If you are not able to create quickstarts or import projects its most probably webhooks not being setup correctly.

Check out the webhooks troubleshooting guide

Comparison to 2.x

From a high level Jenkins X 3.x similar to 2.x in that:

  • We use GitOps to manage applications, configurations and versions; keeping everything but secret values in git

However we’ve made a few changes in 3.x:

  • We have a simpler UX now for setting up Jenkins X which uses a library of GitOps repository templates you can start from
    • This lets you choose the closest example to the kind of infrastructure, tools and secret store you want to use so it’s easier to get started if your requirements fit the common quickstarts
  • The setup/install/upgrade process runs inside kubernetes rather than on a developers laptop
    • This avoids all kinds of issues with different installations of tools like git, kubectl, helm etc
  • In 2.x we always had a git repository for Dev, Staging and Production. In 3.x if those environments are all inside the same cluster we use the same git repository for configuring cluster level resources and resources in any namespaces.
    • So by default there is 1 git repository with Jenkins X 3.x for the installation
    • Whenever you create separate clusters (e.g. for muticluster support and you want Staging / Production environments to be separate), then each cluster gets its own git repository.

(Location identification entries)
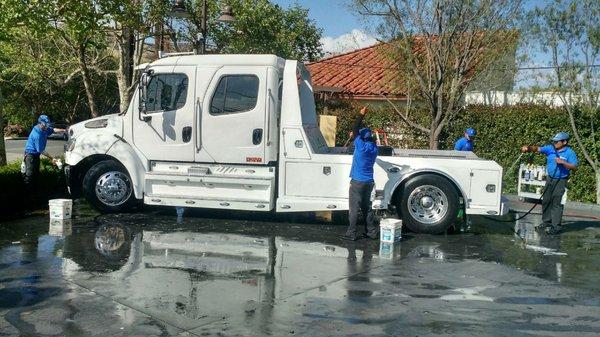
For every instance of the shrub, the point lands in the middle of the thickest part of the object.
(13, 198)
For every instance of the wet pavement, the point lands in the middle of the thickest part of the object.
(242, 274)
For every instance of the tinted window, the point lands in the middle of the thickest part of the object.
(166, 92)
(235, 93)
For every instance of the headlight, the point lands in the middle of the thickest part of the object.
(97, 124)
(70, 145)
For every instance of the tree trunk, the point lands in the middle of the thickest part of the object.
(2, 145)
(598, 187)
(87, 82)
(125, 74)
(433, 136)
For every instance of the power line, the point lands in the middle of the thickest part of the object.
(395, 68)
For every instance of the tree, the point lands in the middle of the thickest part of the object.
(81, 25)
(14, 13)
(440, 49)
(131, 24)
(261, 27)
(569, 31)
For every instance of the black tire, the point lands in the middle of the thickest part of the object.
(433, 220)
(100, 170)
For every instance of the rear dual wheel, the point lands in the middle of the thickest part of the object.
(429, 204)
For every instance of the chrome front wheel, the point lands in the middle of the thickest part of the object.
(113, 188)
(108, 187)
(428, 204)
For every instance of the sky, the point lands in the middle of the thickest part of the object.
(344, 30)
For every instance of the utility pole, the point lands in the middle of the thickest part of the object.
(179, 11)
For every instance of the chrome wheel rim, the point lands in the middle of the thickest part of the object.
(113, 188)
(427, 204)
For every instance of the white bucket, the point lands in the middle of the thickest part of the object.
(390, 230)
(60, 227)
(60, 208)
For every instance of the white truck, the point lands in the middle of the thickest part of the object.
(240, 132)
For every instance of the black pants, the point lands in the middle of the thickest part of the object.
(360, 200)
(552, 207)
(32, 172)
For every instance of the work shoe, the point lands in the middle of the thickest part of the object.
(542, 226)
(553, 230)
(372, 236)
(349, 237)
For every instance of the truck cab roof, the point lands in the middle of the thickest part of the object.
(222, 60)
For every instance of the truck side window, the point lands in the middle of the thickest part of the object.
(234, 93)
(166, 92)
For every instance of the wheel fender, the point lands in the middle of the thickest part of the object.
(126, 155)
(392, 185)
(88, 144)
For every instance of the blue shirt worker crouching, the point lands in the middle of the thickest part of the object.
(560, 161)
(466, 142)
(34, 148)
(362, 182)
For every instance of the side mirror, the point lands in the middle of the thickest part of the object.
(143, 88)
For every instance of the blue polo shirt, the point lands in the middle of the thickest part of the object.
(553, 169)
(36, 142)
(463, 144)
(363, 160)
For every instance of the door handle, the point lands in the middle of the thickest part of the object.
(186, 134)
(256, 136)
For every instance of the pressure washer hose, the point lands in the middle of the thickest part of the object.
(537, 201)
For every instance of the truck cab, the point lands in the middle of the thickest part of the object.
(240, 132)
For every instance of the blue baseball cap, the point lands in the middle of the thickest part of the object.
(43, 119)
(365, 133)
(560, 136)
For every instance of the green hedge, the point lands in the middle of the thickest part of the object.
(13, 198)
(501, 133)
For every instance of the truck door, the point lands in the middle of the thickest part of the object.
(167, 133)
(233, 116)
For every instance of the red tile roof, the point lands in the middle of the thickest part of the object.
(363, 73)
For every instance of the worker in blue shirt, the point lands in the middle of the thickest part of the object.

[ACTIONS TO TAKE]:
1 > According to the Jenkins X passage, how many git repositories does Jenkins X 3.x use for the installation by default?
2 > Return the stretch of the Jenkins X passage between "However we’ve made" and "in any namespaces.", inclusive.

[THE ANSWERS]:
1 > One git repository.

2 >
However we’ve made a few changes in 3.x:

  • We have a simpler UX now for setting up Jenkins X which uses a library of GitOps repository templates you can start from
    • This lets you choose the closest example to the kind of infrastructure, tools and secret store you want to use so it’s easier to get started if your requirements fit the common quickstarts
  • The setup/install/upgrade process runs inside kubernetes rather than on a developers laptop
    • This avoids all kinds of issues with different installations of tools like git, kubectl, helm etc
  • In 2.x we always had a git repository for Dev, Staging and Production. In 3.x if those environments are all inside the same cluster we use the same git repository for configuring cluster level resources and resources in any namespaces.